▸ Given problem:
Update the records below by swapping "place a point on each instance" for "mark every occurrence with a point" everywhere it occurs, keeping every other line the same. Leave the pictures out of your answer.

[Point annotation records]
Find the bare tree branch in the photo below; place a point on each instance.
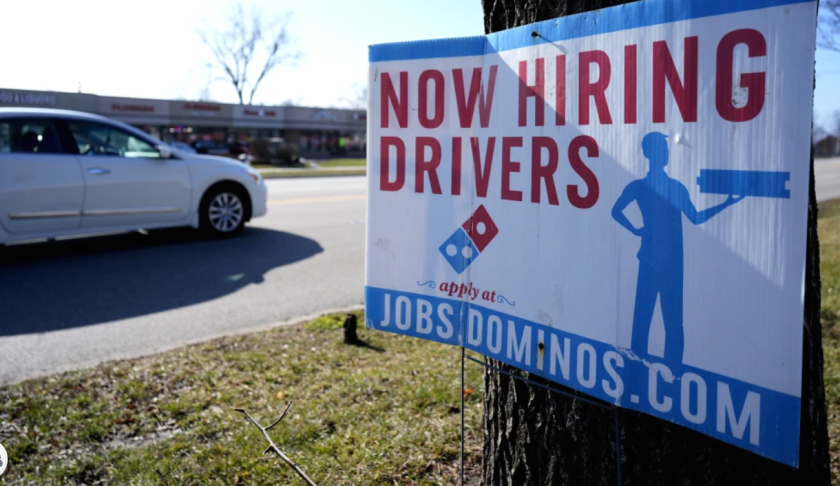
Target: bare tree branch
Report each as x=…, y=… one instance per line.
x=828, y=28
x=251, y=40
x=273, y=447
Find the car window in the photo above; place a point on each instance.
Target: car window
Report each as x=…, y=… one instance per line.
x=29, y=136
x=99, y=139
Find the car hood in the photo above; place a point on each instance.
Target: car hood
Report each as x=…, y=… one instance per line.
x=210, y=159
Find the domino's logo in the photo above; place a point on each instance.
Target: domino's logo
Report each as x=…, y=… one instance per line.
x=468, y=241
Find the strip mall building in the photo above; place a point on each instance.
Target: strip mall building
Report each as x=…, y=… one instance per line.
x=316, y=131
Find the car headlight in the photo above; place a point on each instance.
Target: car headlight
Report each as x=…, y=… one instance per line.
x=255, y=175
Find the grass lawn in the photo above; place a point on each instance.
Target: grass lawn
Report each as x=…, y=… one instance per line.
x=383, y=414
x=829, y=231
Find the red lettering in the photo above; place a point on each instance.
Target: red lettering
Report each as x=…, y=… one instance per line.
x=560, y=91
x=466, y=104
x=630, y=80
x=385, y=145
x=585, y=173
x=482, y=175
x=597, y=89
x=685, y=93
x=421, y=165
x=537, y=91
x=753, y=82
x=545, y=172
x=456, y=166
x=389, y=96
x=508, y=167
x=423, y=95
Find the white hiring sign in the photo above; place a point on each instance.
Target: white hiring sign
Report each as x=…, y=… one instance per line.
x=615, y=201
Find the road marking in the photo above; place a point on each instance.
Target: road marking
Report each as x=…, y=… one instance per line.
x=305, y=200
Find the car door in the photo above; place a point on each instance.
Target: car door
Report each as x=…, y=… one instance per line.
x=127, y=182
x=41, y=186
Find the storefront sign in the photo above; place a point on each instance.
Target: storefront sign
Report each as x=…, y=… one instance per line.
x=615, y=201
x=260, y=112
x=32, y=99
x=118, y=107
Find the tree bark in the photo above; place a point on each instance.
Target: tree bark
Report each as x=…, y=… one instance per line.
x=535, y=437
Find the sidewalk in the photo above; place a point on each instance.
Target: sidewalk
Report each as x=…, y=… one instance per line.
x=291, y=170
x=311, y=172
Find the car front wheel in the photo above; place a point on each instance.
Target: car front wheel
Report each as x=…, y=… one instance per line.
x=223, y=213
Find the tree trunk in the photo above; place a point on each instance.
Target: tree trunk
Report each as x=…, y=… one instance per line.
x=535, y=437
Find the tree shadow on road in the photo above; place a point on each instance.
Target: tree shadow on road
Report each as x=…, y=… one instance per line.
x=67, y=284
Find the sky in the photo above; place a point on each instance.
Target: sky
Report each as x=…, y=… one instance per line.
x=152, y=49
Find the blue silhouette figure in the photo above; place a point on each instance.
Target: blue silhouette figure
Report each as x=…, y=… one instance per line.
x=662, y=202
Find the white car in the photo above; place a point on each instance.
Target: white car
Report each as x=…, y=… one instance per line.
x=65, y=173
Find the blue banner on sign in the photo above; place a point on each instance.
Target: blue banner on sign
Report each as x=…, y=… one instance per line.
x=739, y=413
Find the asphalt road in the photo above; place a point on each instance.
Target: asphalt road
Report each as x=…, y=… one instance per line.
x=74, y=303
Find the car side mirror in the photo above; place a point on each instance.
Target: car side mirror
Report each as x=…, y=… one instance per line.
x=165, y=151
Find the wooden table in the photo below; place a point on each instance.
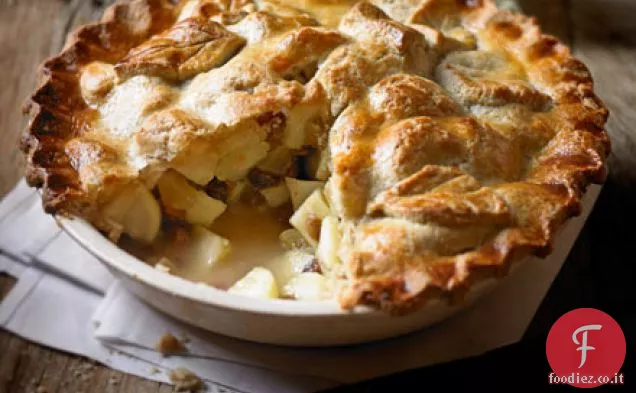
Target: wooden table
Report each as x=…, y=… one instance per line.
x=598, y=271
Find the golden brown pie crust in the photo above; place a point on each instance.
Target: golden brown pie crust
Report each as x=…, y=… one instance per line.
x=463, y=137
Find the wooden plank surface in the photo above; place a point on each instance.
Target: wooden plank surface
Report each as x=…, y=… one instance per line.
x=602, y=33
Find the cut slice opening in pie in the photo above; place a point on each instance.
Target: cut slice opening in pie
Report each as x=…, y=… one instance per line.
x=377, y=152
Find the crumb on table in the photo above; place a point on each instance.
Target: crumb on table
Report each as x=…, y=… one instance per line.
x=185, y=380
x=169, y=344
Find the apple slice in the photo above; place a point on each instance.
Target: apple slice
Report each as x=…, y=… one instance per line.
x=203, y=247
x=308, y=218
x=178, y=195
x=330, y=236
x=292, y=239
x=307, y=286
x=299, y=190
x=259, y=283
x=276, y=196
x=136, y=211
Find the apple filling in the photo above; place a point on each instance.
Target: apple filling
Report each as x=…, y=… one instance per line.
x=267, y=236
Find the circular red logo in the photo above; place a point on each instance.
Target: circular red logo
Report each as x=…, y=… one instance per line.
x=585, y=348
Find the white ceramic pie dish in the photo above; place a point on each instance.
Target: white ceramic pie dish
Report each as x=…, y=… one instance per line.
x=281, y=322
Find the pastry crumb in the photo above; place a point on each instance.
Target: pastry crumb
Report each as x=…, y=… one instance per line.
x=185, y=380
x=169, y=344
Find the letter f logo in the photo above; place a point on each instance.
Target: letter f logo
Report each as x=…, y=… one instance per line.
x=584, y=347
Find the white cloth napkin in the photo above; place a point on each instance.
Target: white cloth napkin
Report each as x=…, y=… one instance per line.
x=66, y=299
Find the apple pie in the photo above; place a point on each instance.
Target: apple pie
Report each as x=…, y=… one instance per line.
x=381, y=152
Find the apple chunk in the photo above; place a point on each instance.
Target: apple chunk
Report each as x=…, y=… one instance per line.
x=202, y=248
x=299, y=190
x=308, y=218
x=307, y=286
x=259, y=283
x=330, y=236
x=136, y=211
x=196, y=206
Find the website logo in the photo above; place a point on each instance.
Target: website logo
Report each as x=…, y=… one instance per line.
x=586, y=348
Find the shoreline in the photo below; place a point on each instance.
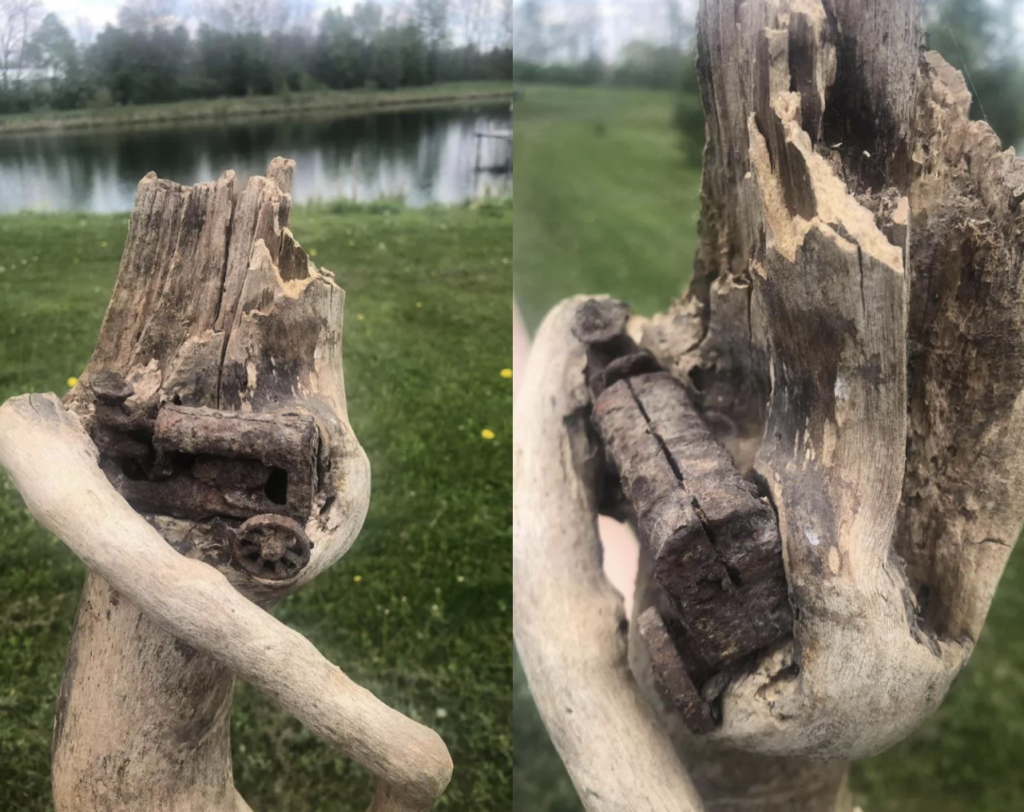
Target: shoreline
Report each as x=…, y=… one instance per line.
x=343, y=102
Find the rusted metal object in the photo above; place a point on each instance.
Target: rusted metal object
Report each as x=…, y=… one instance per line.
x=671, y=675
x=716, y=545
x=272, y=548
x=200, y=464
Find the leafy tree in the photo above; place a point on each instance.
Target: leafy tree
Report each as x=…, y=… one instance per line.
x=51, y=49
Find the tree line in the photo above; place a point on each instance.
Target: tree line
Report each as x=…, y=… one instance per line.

▸ Result for this task:
Find the bare tree branch in the photo below; mark every occurrence with a point.
Target: bare tree branch
Report each as x=…, y=… one instance per line.
x=828, y=28
x=251, y=40
x=273, y=447
Find the car window in the photo above; mark every occurrence with a point.
Target: car window
Report each as x=…, y=… one instance per line.
x=29, y=136
x=99, y=139
Find the car hood in the photo above; mark every occurrence with a point.
Target: car hood
Report each as x=…, y=… one instance per line.
x=210, y=159
Find the domino's logo in the photo above; mark every occurrence with a point.
Target: domino's logo
Report each as x=…, y=… one instance per line.
x=468, y=241
Find the strip mall building in the photo above; mark every occurrence with a point.
Target: strip mall building
Report each as x=…, y=… one instance per line.
x=316, y=131
Find the car headlight in the photo above; mark every occurrence with a point.
Target: car headlight
Report each as x=…, y=… one instance per line.
x=255, y=175
Find the grass lawn in the photo above; mark every occurrence with a point.
Target: grass lawn
Report each as x=…, y=… one instance per line.
x=383, y=414
x=829, y=231
Find the red lettering in the photo above; mark every occurrence with a point.
Target: red lettering
Report each as x=…, y=… one instance per line.
x=560, y=91
x=466, y=104
x=630, y=80
x=385, y=145
x=585, y=173
x=482, y=175
x=597, y=89
x=685, y=93
x=421, y=165
x=537, y=91
x=753, y=82
x=545, y=172
x=456, y=166
x=389, y=96
x=508, y=167
x=423, y=95
Find the white hiring sign in the photo above; mark every occurrence with a point.
Target: white hiring sign
Report each as x=…, y=… one instance per line.
x=615, y=201
Find the road marking in the photo above; mark every occurrence with a point.
Target: road marking
Report each as x=…, y=… one instance per line.
x=305, y=200
Find the car door in the photo above; mark every occurrence with a point.
Target: car door
Report each as x=…, y=… one instance per line.
x=127, y=182
x=41, y=186
Find the storefront sign in the photo above; mark every occurrence with a point.
Target: storefront sign
Report each as x=…, y=… one instance per line.
x=615, y=201
x=260, y=112
x=32, y=99
x=118, y=107
Find the tree bark in the photo above; mark every occurrence with a point.
Target: tree bark
Report each as x=…, y=… one instance per line.
x=535, y=437
Find the sidewalk in the photo above; mark every occurrence with a point.
Target: sidewalk
Report each as x=…, y=… one instance per line.
x=291, y=170
x=311, y=172
Find the car front wheel in the photo above; mark every occurrence with a point.
Target: car front wheel
Report each as x=…, y=… one instance per line.
x=223, y=213
Find the tree trunk in the photo above; mark every occurrence with a point.
Target: tree trunk
Report each as x=…, y=… one instance per line.
x=535, y=437
Find the tree shadow on road in the photo above; mark every occurrence with a point.
Target: tree shadow on road
Report each as x=…, y=… one instance per line.
x=67, y=284
Find the sky in the photo above; mark every occurrence with a point.
Target: sky
Report each as x=…, y=… one instance per line.
x=152, y=49
Find the blue silhouette figure in the photo above; mark every occurrence with a point.
Target: blue silhouette figure
Report each as x=…, y=… one instance per line.
x=662, y=202
Find the white car in the photo above; mark every occurrence with a point.
Target: white car
Report each as x=…, y=… one instance per line.
x=65, y=173
Find the blue banner on sign in the photo above; mark every occurrence with a point.
Target: blue banner on sign
Report each as x=…, y=… one instance per line.
x=739, y=413
Find the asphalt road in the photo above; mark every occurrence with a point.
Target: asphalt road
Report each as x=…, y=… one instance per line.
x=74, y=303
Find the car side mirror in the photo above; mark every occurrence with a point.
Target: car side mirror
Report each as x=…, y=… one instance per line.
x=165, y=151
Find the wooden table in the photo below; mark every occurrence with a point.
Target: wooden table
Report each as x=…, y=… one instance per line.
x=598, y=271
Find the golden brown pie crust in the photo above; mark every occurrence with a point.
Target: golden brown pie crust
Report each as x=…, y=… one instance per line.
x=463, y=137
Find the wooden plank surface in the photo above; mark every occurrence with a point.
Target: wooden plank surface
Report each as x=…, y=… one instance per line.
x=602, y=33
Find the cut slice opening in pie in the photo above; mark every occurrence with a point.
Target: cut slice opening in pie
Report each as x=…, y=… one instance per line.
x=377, y=152
Find the crumb on table in the photo above; mark every occurrence with a point.
Target: crumb on table
Report each as x=…, y=… one instance per line.
x=185, y=380
x=169, y=344
Find the apple slice in the photo above; mark every occurrence with a point.
Target: apple slice
Report each as x=…, y=… one instance per line.
x=203, y=247
x=308, y=218
x=178, y=195
x=330, y=236
x=292, y=239
x=307, y=286
x=299, y=190
x=259, y=283
x=276, y=196
x=136, y=211
Find the apple filling in the photo above; mark every occurrence with a point.
Target: apple filling
Report each as x=…, y=… one instance per line.
x=267, y=236
Find the circular red logo in the photo above; mark every occurrence with a point.
Target: circular red logo
Report each as x=…, y=… one instance per line.
x=585, y=348
Find the white ceramic pie dish in the photo above; mark every occurrence with a point.
Target: white ceramic pie dish
Report each as x=…, y=… one instance per line.
x=281, y=322
Find the pastry crumb in the photo above; mark every occurrence with a point.
Target: pastry crumb
Report each as x=…, y=… one instance per line.
x=185, y=380
x=169, y=344
Find the letter f logo in the photo above; mark every occurrence with a point.
Target: letter f logo
Report each as x=…, y=… one instance per line.
x=584, y=347
Find the white cloth napkin in the photo above; mark every occurrence with a point.
Target: white cloth napkin
Report each as x=…, y=… one instance per line.
x=66, y=299
Find the apple pie in the photo above; mark every occurrence with a point.
Target: apple pie
Report each as x=…, y=… one instance per line.
x=381, y=152
Find the apple chunk in the photo above; mark every occurrence with a point.
Target: apple chunk
Report each as x=…, y=… one instance per line.
x=202, y=248
x=299, y=190
x=308, y=218
x=307, y=286
x=259, y=283
x=330, y=236
x=136, y=211
x=196, y=206
Find the website logo in the photo above; mark every occurrence with a point.
Target: website logo
Report each as x=…, y=… one instance per line.
x=586, y=348
Find the shoreline in the photo below; mark every occurrence with a point.
Target: shoreline
Report each as x=…, y=… one instance per line.
x=343, y=102
Find the rusted metal object in the photo above; mark every occurrence with a point.
Target: rusted metal object
Report each as x=…, y=… one instance per line.
x=671, y=675
x=716, y=545
x=272, y=548
x=200, y=464
Find the leafy tree in the photo above; mark every occurrence with a point.
Target: leafy tree
Report each as x=…, y=… one instance per line.
x=51, y=49
Find the tree line in the photo above; mark every occurrence with a point.
Target: tree line
Report each as x=…, y=… one instance per line.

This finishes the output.